━━━ RECORDS TO PROCESS

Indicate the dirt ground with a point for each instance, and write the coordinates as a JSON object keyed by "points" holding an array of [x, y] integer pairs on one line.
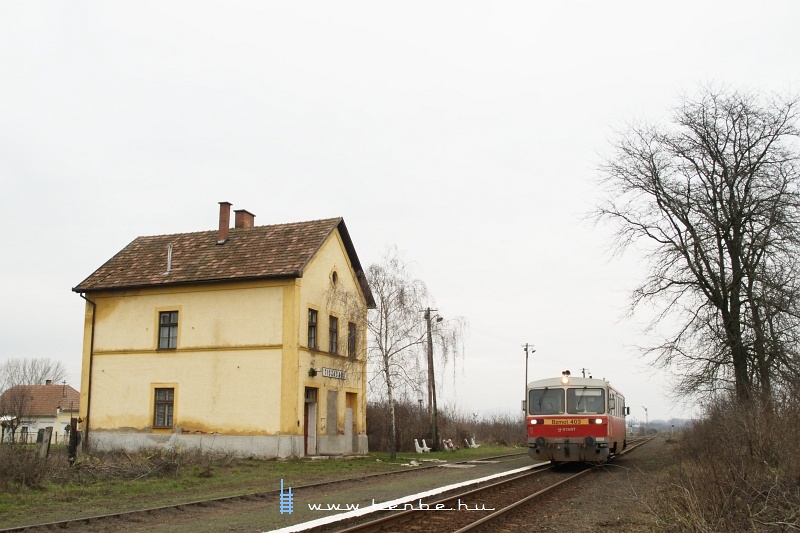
{"points": [[614, 498]]}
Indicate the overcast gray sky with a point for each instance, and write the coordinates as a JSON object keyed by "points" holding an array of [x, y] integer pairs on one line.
{"points": [[467, 134]]}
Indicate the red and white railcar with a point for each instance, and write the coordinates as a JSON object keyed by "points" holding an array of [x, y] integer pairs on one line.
{"points": [[574, 419]]}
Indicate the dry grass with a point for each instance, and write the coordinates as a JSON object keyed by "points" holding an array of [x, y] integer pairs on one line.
{"points": [[736, 470]]}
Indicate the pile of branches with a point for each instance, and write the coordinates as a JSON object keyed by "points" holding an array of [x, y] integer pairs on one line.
{"points": [[146, 463]]}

━━━━━━

TASK DETAILS
Reproduce the listing above line for line, including every answer, but leave out the picture.

THE RESULT
Indicate the dirt ground with a point for each instance, and write the coordinates as a JSON object keyed by "points" holding an array of [x, y] integer pairs on one line.
{"points": [[614, 498]]}
Indicate the overcast gray sky with a point for each instance, and write the coordinates as a JSON object keyed by "points" holding an array of [x, y] integer pairs on one line.
{"points": [[467, 134]]}
Indicate the red and white railcar with a point for each instance, and write the coordinates as a JSON object keyed by "points" holding an array of [x, y] integer pairs on one line.
{"points": [[574, 419]]}
Indicate the dry grass with a point for each instance, and write the coordinates as a JSON object keyed by "points" holding an array of [x, y] integer pairs on one line.
{"points": [[736, 470]]}
Indicate the pile of branches with a point for each instance, and write the coordinates as a JSON object keyed by "points" holding an array of [x, y] integer pairs on one line.
{"points": [[146, 463]]}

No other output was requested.